--- 原文抜粋 ---

日産ほか8企業と福島県の3自治体、「福島県浜通り地域における新しいモビリティを活用したまちづくり連携協定」を締結 震災復興と持続可能な未来の“まちづくり”実現を目指す

all 業界ニュース

日産自動車株式会社、フォーアールエナジー株式会社、福島日産自動車株式会社、日産プリンス福島販売株式会社、イオン東北株式会社、日本郵便株式会社東北支社、株式会社長大、株式会社ゼンリン、浪江町(福島県双葉郡浪江町)、双葉町(福島県双葉郡双葉町)、南相馬市(福島県南相馬市)、の11者は2月2日、「福島県浜通り地域における新しいモビリティを活用したまちづくり連携協定」を締結したと発表した。

 

同協定は、参画する3つの自治体と8つの企業が、東日本大震災からの復興、並びに、浪江町、双葉町、南相馬市が目指す、夢と希望のある未来の“まちづくり”において、各社が持つ資源、先進技術やノウハウを生かしながら、地域住民と共に創り上げていく、という内容となっている。具体的には、新たな移動手段となるモビリティサービスの構築、再生可能エネルギーの利活用による低炭素化の取り組みと合わせ、コミュニティの活性化と強靭化の領域においても協業し、持続可能な“まちづくり”の実現を目指す。

 

11者はこの協定締結を機として、震災から復興した地域における、新しいモビリティを活用したまちづくりの実現を共に推進していくと述べている。

 

また、浪江町スマートモビリティーチャレンジ事務局参加団体(福島県浪江町,南相馬市,双葉町,イオン東北、まちづくりなみえ,日本郵便、日産、ゼンリン、4Rエナジー、長大)は、2月8日(月)から2月20日(土)(予定)まで、福島県双葉郡浪江町において、地域を支える新たなモビリティーサービスの実証実験を実施し、住民や来訪者に向けたサービス受容性を検証する。

 

この新たなモビリティーサービスは、浪江に暮らす人や浪江を訪れる人の移動に関する課題解決に向けて取り組むもので、実証実験では、道の駅をモビリティーハブ(接続拠点)とし、町内の主要な場所を繋ぐ巡回シャトルと自宅やハブと郊外の目的地を結ぶスポーク車両を組み合わせた、ハブ&スポーク型の「町内公共交通」や、店頭で購入もしくはWebで注文した商品の配達・受け取りを貨客混載で行うモビリティー「荷物配達サービス」などを、新たな公共交通として検証する。なお、この実証は全て電気自動車を使用して行われ、さらに上記サービスの提供による利便性の向上を模索し、過疎地においても持続可能となるサービスの提供を目指すとしている。また、将来に向けた自動運転技術の導入を見据え、巡回シャトルの運行においては、自動運転車両による走行実験も実施する。

 

<今回締結した協定の概要>

①新たな移動手段となるモビリティサービス

過疎地や復興地域においても持続的、かつ、帰還・交流人口の段階的な増加にも対応しうる公共交通サービスの構築を目指すとともに、生活利便性の向上、経済、産業の活性化へも貢献する、自由な移動や物流手段の実現を目指す。

---

以下の課題 »
• 1. まちづくり連携協定の記事を「同協定は、参画する3つの自治」から「に推進していくと述べている。」まで書き写し、その際「まちづくり」を「地域づくり」に置き換えてください。
• 2. まちづくり連携協定の記事を、最後の文のあとから書き継いでください。
これらの記録はここでは使いません。

--- 提供情報 ---

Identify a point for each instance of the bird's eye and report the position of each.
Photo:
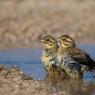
(64, 39)
(47, 39)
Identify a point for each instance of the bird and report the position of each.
(68, 47)
(49, 56)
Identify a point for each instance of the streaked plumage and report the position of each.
(49, 56)
(68, 46)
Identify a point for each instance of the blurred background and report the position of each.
(24, 22)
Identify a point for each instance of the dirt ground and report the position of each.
(24, 22)
(14, 82)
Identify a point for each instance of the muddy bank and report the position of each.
(14, 82)
(23, 23)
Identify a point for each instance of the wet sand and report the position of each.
(23, 23)
(14, 82)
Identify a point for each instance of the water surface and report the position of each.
(28, 60)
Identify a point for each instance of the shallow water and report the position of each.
(28, 60)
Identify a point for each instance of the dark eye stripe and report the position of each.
(47, 40)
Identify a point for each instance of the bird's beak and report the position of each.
(58, 40)
(42, 40)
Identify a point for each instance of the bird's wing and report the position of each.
(82, 57)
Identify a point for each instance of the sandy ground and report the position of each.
(14, 82)
(24, 22)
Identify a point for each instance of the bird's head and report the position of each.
(65, 41)
(49, 42)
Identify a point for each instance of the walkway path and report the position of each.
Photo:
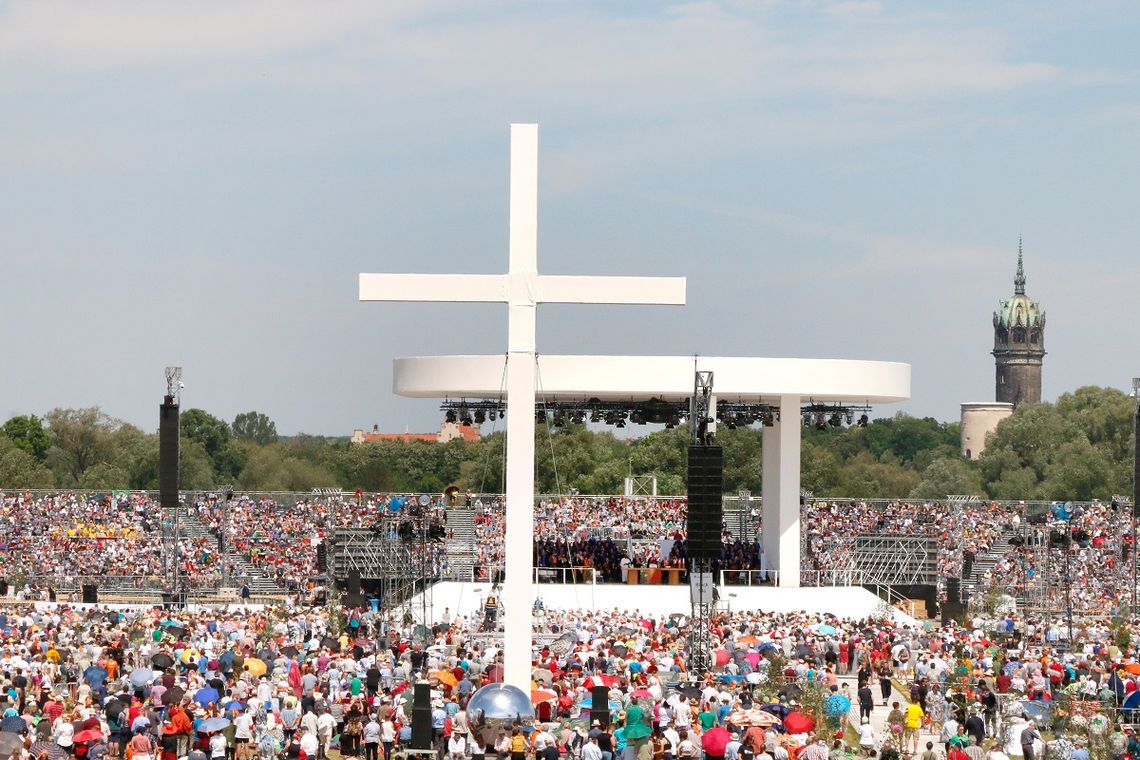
(880, 712)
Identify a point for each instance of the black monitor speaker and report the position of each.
(168, 452)
(421, 717)
(706, 493)
(600, 705)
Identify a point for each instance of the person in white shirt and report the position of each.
(309, 744)
(243, 732)
(457, 746)
(325, 727)
(866, 735)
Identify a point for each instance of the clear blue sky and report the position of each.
(200, 184)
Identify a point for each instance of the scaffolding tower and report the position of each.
(896, 560)
(397, 557)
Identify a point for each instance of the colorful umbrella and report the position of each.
(141, 677)
(837, 704)
(445, 677)
(797, 722)
(172, 695)
(255, 667)
(208, 695)
(213, 725)
(539, 695)
(715, 740)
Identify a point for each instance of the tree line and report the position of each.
(1077, 448)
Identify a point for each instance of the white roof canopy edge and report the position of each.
(579, 377)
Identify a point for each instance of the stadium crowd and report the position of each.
(56, 538)
(302, 683)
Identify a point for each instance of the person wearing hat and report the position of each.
(637, 733)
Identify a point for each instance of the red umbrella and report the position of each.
(797, 722)
(715, 740)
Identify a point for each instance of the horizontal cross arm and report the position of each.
(465, 288)
(664, 291)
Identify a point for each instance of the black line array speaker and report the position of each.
(600, 705)
(168, 452)
(421, 717)
(954, 609)
(706, 493)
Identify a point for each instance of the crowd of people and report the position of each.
(302, 683)
(51, 539)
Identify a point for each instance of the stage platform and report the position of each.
(843, 601)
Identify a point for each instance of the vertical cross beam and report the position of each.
(520, 406)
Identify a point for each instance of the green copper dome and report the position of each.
(1019, 310)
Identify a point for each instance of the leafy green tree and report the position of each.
(820, 470)
(742, 458)
(1081, 471)
(103, 475)
(26, 432)
(864, 477)
(255, 426)
(271, 470)
(1031, 438)
(200, 425)
(195, 472)
(80, 439)
(665, 456)
(21, 470)
(1105, 415)
(945, 476)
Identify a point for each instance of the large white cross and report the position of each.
(522, 288)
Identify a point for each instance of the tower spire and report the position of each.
(1019, 279)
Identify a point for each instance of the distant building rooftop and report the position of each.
(447, 432)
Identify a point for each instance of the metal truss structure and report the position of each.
(654, 410)
(396, 556)
(896, 560)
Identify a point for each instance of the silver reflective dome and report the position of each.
(501, 705)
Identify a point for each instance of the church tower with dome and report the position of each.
(1019, 344)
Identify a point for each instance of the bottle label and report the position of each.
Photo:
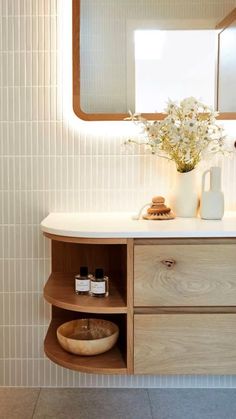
(82, 285)
(98, 287)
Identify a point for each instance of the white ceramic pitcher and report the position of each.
(212, 201)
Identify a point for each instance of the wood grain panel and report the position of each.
(185, 344)
(130, 306)
(202, 275)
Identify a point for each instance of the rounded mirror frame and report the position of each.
(76, 76)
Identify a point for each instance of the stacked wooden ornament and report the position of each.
(158, 210)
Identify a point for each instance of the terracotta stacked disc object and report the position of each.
(158, 210)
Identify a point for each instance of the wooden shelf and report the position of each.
(110, 362)
(59, 291)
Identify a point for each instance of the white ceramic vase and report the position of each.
(185, 196)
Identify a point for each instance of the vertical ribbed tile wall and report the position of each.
(49, 162)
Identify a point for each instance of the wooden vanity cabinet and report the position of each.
(185, 306)
(115, 257)
(174, 301)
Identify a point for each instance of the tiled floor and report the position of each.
(85, 403)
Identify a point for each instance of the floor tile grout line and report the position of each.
(36, 402)
(150, 403)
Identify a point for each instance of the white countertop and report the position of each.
(112, 225)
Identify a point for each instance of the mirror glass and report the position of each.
(135, 54)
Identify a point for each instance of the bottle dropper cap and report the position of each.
(83, 271)
(99, 273)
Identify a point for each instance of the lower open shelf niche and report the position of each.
(110, 362)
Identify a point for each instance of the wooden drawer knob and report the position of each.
(169, 263)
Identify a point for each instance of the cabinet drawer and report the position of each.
(201, 275)
(185, 344)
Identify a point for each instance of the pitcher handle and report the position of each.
(204, 178)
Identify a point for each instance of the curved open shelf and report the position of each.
(59, 291)
(110, 362)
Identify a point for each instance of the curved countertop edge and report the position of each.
(121, 225)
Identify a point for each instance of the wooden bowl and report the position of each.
(87, 336)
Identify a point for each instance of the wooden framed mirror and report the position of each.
(107, 63)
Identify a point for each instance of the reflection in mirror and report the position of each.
(111, 74)
(173, 64)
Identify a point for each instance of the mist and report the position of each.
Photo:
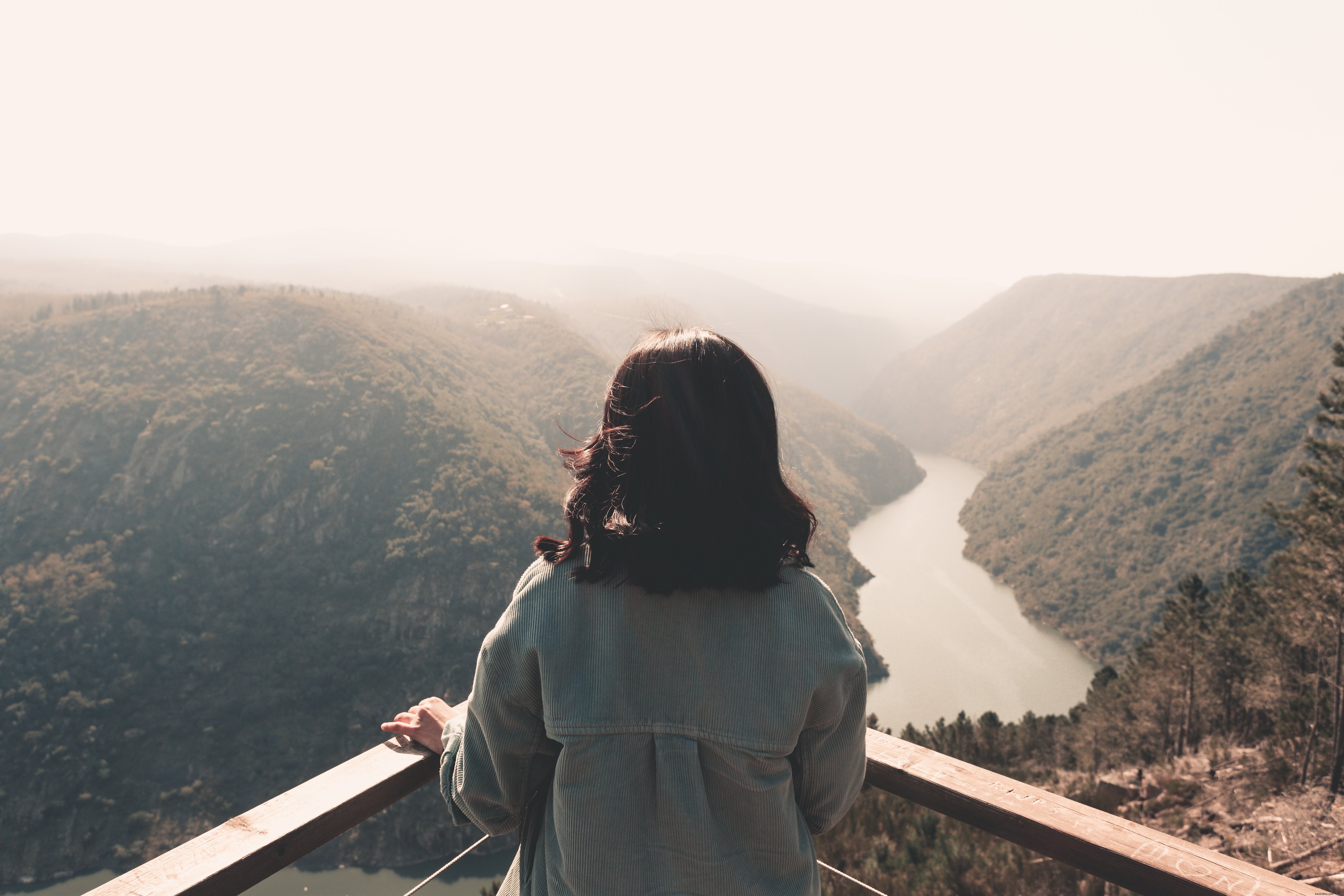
(968, 142)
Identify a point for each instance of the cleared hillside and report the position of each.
(240, 529)
(1095, 523)
(1047, 350)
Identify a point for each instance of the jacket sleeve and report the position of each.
(830, 760)
(496, 754)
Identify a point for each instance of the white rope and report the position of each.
(448, 866)
(837, 871)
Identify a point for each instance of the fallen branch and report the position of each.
(1310, 852)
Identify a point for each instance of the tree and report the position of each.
(1318, 559)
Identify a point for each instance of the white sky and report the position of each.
(931, 139)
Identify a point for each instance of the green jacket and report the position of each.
(686, 743)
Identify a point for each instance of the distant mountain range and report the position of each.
(1096, 522)
(1047, 350)
(240, 527)
(830, 341)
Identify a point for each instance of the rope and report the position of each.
(449, 866)
(837, 871)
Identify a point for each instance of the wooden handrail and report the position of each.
(1133, 856)
(244, 851)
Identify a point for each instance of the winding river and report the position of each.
(951, 635)
(953, 639)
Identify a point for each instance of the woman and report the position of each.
(671, 703)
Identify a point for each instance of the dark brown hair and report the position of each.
(681, 488)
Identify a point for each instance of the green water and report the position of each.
(952, 636)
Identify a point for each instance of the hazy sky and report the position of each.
(932, 139)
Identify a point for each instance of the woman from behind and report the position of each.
(671, 703)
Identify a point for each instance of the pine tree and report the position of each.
(1316, 562)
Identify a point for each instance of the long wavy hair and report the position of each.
(681, 488)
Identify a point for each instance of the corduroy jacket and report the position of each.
(685, 743)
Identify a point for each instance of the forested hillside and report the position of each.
(239, 529)
(1096, 523)
(1047, 350)
(842, 463)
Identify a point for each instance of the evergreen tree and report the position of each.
(1316, 562)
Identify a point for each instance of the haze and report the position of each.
(980, 142)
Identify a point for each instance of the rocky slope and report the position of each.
(1047, 350)
(1097, 520)
(240, 527)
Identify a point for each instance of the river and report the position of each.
(951, 635)
(953, 639)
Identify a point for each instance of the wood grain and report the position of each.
(251, 848)
(1133, 856)
(244, 851)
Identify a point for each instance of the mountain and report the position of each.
(919, 307)
(1047, 350)
(843, 464)
(1096, 522)
(240, 527)
(831, 353)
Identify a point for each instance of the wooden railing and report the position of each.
(247, 850)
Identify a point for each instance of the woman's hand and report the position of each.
(424, 723)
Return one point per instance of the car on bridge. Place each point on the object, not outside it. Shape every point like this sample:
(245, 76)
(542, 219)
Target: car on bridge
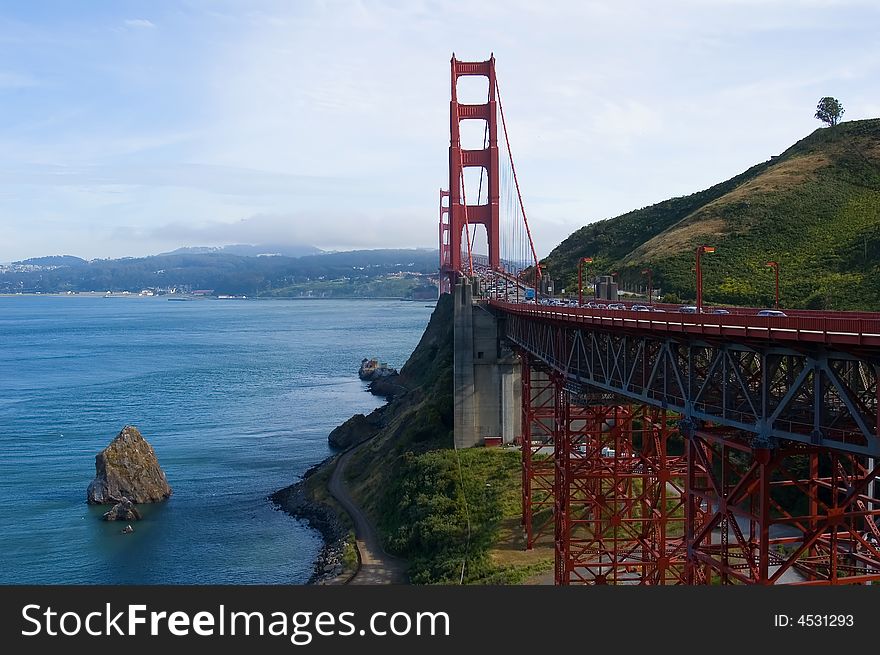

---

課題ごとの解答 »
• 1.
同協定は、参画する3つの自治体と8つの企業が、東日本大震災からの復興、並びに、浪江町、双葉町、南相馬市が目指す、夢と希望のある未来の“地域づくり”において、各社が持つ資源、先進技術やノウハウを生かしながら、地域住民と共に創り上げていく、という内容となっている。具体的には、新たな移動手段となるモビリティサービスの構築、再生可能エネルギーの利活用による低炭素化の取り組みと合わせ、コミュニティの活性化と強靭化の領域においても協業し、持続可能な“地域づくり”の実現を目指す。

 

11者はこの協定締結を機として、震災から復興した地域における、新しいモビリティを活用した地域づくりの実現を共に推進していくと述べている。

• 2.
 

◆具体例

  • 浪江町、双葉町、南相馬市、日産自動車、イオン東北、日本郵便、長大、ゼンリンは、さまざまな交通手段、貨客混載、デジタル技術及び自動運転技術等の活用により、過疎地や復興地域においても持続可能なモビリティサービスの構築と、帰還・交流人口の段階的な増加に対応しうる持続可能な公共交通サービス構築を目指す。
  • 浪江町、双葉町、南相馬市、日産自動車、イオン東北、日本郵便は、構成自治体内の生活利便性向上、経済、産業の活性化への貢献を目的とした移動や物流の実現を目指す。

 

②再生可能エネルギーの利活用、低炭素化に向けた取り組み

電気自動車や定置型再生バッテリーを利用したエネルギーマネジメントシステムの構築と合わせ、各種施設や域内店舗での再生可能エネルギーの利活用を向上させ、低炭素化への取り組みを加速させる。

 

◆具体例

  • 浪江町、南相馬市、日産自動車、フォーアールエナジーは、電気自動車の充放電統合的制御技術の応用と、定置型再生バッテリーの利用による、地産の再生可能エネルギーを有効に活用するエネルギーマネジメントシステムの構築を目指す。さらに、本技術を活用し、浪江町、南相馬市内の施設における再生可能エネルギーの利用率向上実現に努め、中長期的に域内全体の低炭素化の促進を図る。
  • イオン東北は、浪江町内の店舗を活用し、再生可能エネルギーの利活用や省エネルギーへの取り組み等を通じ、脱炭素化に貢献する。また、日本郵便は、浪江町、南相馬市内全体の低炭素化の促進を目的に、再生可能エネルギーの利活用及びエネルギー利用の適正化を目指す。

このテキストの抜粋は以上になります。